### Exercício proposto 1:
Responda, com base no excerto sobre buscas, às seguintes perguntas:
(a) Que princípio impede que se prescinda do momento literal da interpretação?
(b) Que tipo de veículo não cabe no conceito de domicílio?
(c) A quem cabe a competência para ordenar as buscas nos veículos identificados?
### Exercício proposto 2:
Prossiga a redação do excerto sobre buscas a partir da sua última frase.

### Excerto da página:

==========

Ainda que se faça prevalecer uma interpretação teleológica do conceito de domicílio que vá além da equivalência jurídica a “casa habitada”, parece-nos que o princípio da legalidade não permite que se possa prescindir do momento literal da interpretação, razão pela qual entendemos que no conceito de domicílio, enquanto casa habitada, não cabe como equivalente funcional, teleológico e muito menos literal o veículo pesado de mercadorias de longo curso.
Deste modo, a competência para ordenar as buscas nos veículos identificados cabe ao Ministério Público, nos termos da lei (artigo 174.º, n.º 3 do Código de Processo Penal).
Não nos parece, assim que tenha andado mal, a Mma. JI ao indeferir as buscas promovidas.
c) Quanto às buscas domiciliárias propriamente ditas, que a Mma. JI indeferiu: não se nos afigura que o despacho recorrido tenha errado na avaliação dos factos indiciários e no direito a aplicado.
De facto, o despacho/promoção que requer as buscas aos veículos está abundantemente fundamentado sobre a existência de indícios que justificam essas buscas, a determinar, segundo deixámos exposto, pelo Ministério Público.

==========

### Registos do conjunto:
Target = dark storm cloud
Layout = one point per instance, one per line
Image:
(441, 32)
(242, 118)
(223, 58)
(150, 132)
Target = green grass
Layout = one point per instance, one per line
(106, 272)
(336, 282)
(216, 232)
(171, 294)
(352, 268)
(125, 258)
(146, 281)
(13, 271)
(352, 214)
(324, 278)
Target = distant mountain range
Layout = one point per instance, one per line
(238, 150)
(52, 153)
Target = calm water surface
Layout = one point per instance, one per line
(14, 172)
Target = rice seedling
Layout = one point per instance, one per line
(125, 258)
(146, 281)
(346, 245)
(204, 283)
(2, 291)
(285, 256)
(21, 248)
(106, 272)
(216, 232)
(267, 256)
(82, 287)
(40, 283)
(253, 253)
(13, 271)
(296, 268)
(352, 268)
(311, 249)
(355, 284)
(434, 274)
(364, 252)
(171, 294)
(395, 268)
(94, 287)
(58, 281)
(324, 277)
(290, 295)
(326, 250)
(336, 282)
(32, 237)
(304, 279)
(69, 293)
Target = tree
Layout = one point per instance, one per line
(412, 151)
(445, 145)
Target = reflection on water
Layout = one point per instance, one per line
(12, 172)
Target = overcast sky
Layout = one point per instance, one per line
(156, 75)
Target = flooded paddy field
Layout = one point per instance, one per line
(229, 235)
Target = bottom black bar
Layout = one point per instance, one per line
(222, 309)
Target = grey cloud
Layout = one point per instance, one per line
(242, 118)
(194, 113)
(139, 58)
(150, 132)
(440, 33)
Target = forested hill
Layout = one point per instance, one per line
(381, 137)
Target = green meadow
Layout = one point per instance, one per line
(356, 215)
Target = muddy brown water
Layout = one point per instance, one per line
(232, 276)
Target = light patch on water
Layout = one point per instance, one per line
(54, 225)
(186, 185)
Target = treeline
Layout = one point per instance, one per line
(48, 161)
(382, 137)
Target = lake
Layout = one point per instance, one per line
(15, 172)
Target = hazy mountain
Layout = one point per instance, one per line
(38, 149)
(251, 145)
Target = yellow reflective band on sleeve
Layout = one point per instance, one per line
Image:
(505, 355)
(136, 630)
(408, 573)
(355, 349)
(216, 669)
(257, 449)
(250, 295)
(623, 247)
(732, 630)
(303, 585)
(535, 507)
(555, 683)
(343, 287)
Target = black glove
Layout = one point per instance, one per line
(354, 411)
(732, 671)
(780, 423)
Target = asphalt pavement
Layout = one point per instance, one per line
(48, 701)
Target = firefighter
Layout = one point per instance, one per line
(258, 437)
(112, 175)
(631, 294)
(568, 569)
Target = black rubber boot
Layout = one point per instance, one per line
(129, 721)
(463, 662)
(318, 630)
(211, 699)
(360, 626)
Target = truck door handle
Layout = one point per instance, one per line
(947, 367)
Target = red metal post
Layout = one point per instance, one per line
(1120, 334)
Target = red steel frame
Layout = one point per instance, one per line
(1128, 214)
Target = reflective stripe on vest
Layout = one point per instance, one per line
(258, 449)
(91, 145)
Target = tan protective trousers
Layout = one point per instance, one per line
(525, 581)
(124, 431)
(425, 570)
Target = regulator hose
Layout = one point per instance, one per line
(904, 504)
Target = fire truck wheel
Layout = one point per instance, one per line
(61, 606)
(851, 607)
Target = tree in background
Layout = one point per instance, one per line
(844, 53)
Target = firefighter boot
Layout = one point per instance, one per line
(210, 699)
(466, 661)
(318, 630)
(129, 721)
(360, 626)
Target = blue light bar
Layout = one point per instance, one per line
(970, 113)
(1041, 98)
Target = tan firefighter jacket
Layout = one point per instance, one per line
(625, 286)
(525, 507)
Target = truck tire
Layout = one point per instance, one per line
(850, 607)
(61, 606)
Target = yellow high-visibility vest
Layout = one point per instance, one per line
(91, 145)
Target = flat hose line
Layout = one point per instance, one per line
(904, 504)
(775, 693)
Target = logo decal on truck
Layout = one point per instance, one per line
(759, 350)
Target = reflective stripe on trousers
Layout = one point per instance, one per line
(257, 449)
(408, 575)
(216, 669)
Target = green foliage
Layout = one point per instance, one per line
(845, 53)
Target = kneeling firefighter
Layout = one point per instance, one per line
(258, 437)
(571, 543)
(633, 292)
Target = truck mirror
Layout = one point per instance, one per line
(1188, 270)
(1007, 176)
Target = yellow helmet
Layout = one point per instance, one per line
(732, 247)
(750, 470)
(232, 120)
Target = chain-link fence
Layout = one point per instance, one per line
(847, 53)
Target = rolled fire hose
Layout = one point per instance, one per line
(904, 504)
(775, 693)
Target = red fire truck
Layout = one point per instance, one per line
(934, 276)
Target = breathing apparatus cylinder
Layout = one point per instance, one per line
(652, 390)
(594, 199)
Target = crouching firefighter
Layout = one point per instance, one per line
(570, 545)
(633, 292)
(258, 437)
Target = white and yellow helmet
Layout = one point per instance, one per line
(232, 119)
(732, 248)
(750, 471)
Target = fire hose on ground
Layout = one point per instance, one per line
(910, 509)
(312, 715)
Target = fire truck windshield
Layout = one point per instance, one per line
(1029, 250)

==========

### Resposta ao exercício 1:
(a) O princípio da legalidade.
(b) O veículo pesado de mercadorias de longo curso.
(c) Ao Ministério Público, nos termos do artigo 174.º, n.º 3 do Código de Processo Penal.

### Resposta ao exercício 2:
No entanto, quanto ao propósito e fundamentação das buscas domiciliárias propriamente ditas, i.e., em casa de habitação, a ter-se em conta o que acima referimos quanto ao que se deva entender por indícios, a promoção não tem a justificação bastante para demonstrar que nas residências das duas suspeitas identificadas existam objetos, sinais, vestígios, indicações de algo que importe ao objeto da investigação.
Não se quer com isto dizer que não possam existir. Porém, o inquérito e as diligências que o instruem e compõem não visam descobrir se algum crime foi cometido, mas sim se o crime formal ou indiciariamente imputado foi cometido.
Quais são afinal os factos cujos pressupostos deverão necessária, justificada e adequadamente implicar a necessidade e utilidade probatória da realização de buscas enquanto meio de obtenção da prova de um crime formal e indiciariamente imputado?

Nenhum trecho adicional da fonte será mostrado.